> _WRITTEN INSTRUCTION_
Please reproduce the following entries word for word, with no changes.
-- Start of DATA LISTING --
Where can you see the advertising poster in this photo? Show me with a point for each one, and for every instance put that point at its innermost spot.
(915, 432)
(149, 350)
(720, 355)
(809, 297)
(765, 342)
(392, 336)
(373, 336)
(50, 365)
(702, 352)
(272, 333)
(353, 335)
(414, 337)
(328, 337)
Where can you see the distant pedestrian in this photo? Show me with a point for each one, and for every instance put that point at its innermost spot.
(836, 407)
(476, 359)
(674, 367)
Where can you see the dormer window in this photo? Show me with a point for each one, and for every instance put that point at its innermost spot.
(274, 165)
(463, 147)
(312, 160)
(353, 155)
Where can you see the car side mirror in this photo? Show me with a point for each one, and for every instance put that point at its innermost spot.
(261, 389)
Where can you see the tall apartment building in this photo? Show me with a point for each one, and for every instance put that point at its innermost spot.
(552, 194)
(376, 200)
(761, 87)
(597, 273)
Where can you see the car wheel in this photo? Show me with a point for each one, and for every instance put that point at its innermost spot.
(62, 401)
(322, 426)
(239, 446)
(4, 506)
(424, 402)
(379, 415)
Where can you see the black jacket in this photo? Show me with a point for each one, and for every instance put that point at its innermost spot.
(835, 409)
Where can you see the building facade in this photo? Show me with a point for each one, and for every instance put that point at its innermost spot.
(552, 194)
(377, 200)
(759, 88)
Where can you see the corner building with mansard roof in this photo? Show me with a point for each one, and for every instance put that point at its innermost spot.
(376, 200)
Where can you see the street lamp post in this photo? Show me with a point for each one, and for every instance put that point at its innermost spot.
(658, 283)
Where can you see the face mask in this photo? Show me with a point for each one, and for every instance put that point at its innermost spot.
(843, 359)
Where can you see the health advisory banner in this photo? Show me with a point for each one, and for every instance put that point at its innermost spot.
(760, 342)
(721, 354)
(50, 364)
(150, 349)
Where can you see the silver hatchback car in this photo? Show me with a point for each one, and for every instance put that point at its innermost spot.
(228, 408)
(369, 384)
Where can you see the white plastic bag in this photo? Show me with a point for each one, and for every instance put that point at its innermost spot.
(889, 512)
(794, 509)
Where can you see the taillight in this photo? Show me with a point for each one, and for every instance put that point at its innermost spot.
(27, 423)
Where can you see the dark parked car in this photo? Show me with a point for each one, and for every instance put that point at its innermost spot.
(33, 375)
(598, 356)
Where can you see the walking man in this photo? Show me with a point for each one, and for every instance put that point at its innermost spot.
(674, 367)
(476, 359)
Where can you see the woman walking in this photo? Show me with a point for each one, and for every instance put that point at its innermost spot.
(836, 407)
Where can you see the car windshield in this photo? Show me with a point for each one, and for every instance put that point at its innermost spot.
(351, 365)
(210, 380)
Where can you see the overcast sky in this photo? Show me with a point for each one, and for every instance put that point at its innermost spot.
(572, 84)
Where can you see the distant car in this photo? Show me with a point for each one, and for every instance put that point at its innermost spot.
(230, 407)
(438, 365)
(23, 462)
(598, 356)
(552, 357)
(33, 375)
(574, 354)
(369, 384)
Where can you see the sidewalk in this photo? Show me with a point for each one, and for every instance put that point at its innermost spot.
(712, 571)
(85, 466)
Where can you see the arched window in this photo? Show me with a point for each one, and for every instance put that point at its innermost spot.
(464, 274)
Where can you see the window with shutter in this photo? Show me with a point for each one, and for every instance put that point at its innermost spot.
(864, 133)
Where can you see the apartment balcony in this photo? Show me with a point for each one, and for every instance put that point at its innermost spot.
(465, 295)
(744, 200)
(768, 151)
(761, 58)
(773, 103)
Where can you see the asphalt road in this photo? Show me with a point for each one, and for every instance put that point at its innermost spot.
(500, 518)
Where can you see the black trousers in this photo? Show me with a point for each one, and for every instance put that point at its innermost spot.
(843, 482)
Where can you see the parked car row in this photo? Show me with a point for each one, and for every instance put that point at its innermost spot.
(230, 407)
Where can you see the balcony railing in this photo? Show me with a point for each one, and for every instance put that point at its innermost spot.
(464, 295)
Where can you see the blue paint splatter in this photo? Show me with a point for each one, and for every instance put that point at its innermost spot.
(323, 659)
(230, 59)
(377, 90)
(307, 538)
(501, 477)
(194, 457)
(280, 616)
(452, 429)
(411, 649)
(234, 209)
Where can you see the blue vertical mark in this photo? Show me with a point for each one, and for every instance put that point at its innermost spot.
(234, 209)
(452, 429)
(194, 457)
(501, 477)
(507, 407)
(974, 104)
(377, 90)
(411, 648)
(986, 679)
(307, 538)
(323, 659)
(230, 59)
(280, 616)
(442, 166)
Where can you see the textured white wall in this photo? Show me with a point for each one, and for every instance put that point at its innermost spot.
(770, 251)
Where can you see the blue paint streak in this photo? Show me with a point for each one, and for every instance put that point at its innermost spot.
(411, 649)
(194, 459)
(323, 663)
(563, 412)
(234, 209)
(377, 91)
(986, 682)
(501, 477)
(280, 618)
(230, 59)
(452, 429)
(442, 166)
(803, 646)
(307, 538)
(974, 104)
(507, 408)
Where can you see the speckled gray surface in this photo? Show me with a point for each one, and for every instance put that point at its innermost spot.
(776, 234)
-- End of DATA LISTING --
> _EXERCISE RESULT_
Where can you see the advertising poster in this photo? Show me with a point for each one, and for every instance put that point at its innermost spot.
(915, 432)
(149, 350)
(720, 355)
(809, 297)
(765, 342)
(392, 336)
(373, 336)
(50, 365)
(702, 352)
(272, 333)
(353, 335)
(414, 337)
(328, 337)
Where can you see the distant pedestrian in this photo? Show me with a point for each one, and for every instance put that point at its innermost spot.
(836, 407)
(476, 359)
(674, 367)
Where can you see the dormer window in this photo? Show me with a point for each one, and for every instance put that point at its innermost spot.
(274, 165)
(463, 147)
(312, 160)
(353, 155)
Where can you see the car side mirror in this photo? Show me with a point for each one, and for every instance put that point at its innermost spot.
(261, 389)
Where can you see the tall apartment building in this photo? Show me with a point for each one, and for every instance put that point at its innermost spot.
(552, 194)
(376, 200)
(761, 87)
(597, 273)
Where can you see the car wheel in this photo? Show me with a point for each one, and for every instance put that point at its innermost spot.
(62, 401)
(322, 426)
(239, 446)
(4, 506)
(424, 402)
(379, 415)
Where can you see the black jacket in this photo? Show me with a point for each one, and for every instance put that point at its innermost spot.
(835, 409)
Where can you see the building facade in this photo? Show me with a point for each one, and for every instance put that point at its innermost spot.
(552, 194)
(377, 200)
(759, 88)
Where can you see the corner building with mansard roof in this photo? Show me with a point for each one, and for every instance put that point at its innermost spot.
(376, 200)
Where can you see the street lamp post in this photo? Show me with a point for each one, and for every instance put that point at its innermost spot.
(658, 283)
Where can you see the face mask in this photo? Show me with a point for each one, and for every instance put that point at its innermost spot.
(843, 359)
Where can you see the health advisory banner in this photo? Show me with a point for each one, and for every instance put that point at its innermost spot.
(760, 342)
(721, 354)
(50, 364)
(150, 349)
Where can you see the silver hatchback car in this photo? Show me with a point for each one, and for every instance put that point at its innermost spot.
(228, 408)
(369, 384)
Where can you see the white plastic bag in this photo? Show me with a point for each one, and for every instance put that point at its innermost spot.
(889, 512)
(794, 509)
Where can you see the taillight in this photo? Show me with a point for each one, and for every instance put that point at its innermost spot.
(27, 423)
Where can you see the dark parked car in this photo? Show me with a point for each one, and for every instance put that point at its innermost spot.
(33, 375)
(598, 356)
Where can you see the walking man in this photo? Show me with a point for each one, and for every instance put that point at its innermost spot.
(674, 367)
(476, 359)
Where can you see the woman walking in this photo? Show me with a point for each one, and for every instance put that point at its innermost spot.
(836, 407)
Where can you see the car windshield in this photo? Show me with a point for each one, and for every instance put that point at its innermost spot.
(351, 365)
(210, 380)
Where can you see the overcast sky in this photo? Show me with a point for each one, and for every instance put that point at its innermost spot.
(572, 84)
Where can you see the distant car in this photo? Show me with a point for each one, and for every instance put that point at its innermost spot.
(230, 407)
(438, 365)
(23, 462)
(598, 356)
(552, 357)
(33, 375)
(574, 354)
(369, 384)
Where can you see the sidewalk in this photo? Show me with a point for each one, and for every instance put that point at its innermost spot.
(712, 571)
(85, 466)
Where can you see the arched window in this photo? Show me with a point for each one, and for every instance put that point at its innermost spot.
(464, 274)
Where can you see the window with shutter in this photo? Show me with a point for each one, and for every instance put that point at its innermost spot.
(864, 133)
Where can you see the apartment balcony in this photo? Show me with a point for each one, and for every instance put that point at its innermost spot.
(465, 295)
(744, 200)
(768, 151)
(761, 58)
(773, 103)
Where can you see the asphalt road in this photo? Show me with a point for each one, and for every instance put that point at its innermost spot.
(500, 518)
Where can you see the black trousers in this photo? Show me with a point for each one, and for every instance put that point at its innermost spot.
(843, 482)
Where can you see the parked car row in this photo? Show me with a point for each one, and for every instance put that point at its innermost spot.
(230, 407)
Where can you see the balcony railing in this photo? Show me with a point for each one, and for every instance put that point at its innermost spot.
(464, 295)
Where can you see the blue paint splatter in this photo? Show me with a point for each one, and for every instance put that point at its innermost spot.
(323, 659)
(230, 59)
(377, 90)
(307, 538)
(501, 477)
(194, 457)
(280, 616)
(452, 429)
(411, 649)
(234, 209)
Where can you see the blue vertical mark in this photo? Show me with a point for each one, and for every instance put that point at its innermost spot.
(234, 209)
(452, 429)
(194, 457)
(501, 477)
(507, 407)
(974, 104)
(377, 90)
(411, 648)
(986, 679)
(307, 538)
(323, 659)
(230, 59)
(280, 616)
(442, 166)
Where can you see the textured white wall in this photo? Show me with a point for each one, and for every instance put that point at its innermost spot.
(770, 251)
Where can you see the blue paint streak in this photo? Show me with a point for each one, and for every instance put that point at its innermost spot.
(411, 649)
(194, 459)
(323, 663)
(563, 412)
(234, 209)
(377, 91)
(986, 682)
(501, 477)
(280, 618)
(230, 59)
(452, 429)
(442, 166)
(803, 646)
(307, 538)
(974, 104)
(507, 408)
Where can you see the speckled gray surface in this photo? Show me with a point for each one, and for every instance put that point at its innermost spot.
(776, 234)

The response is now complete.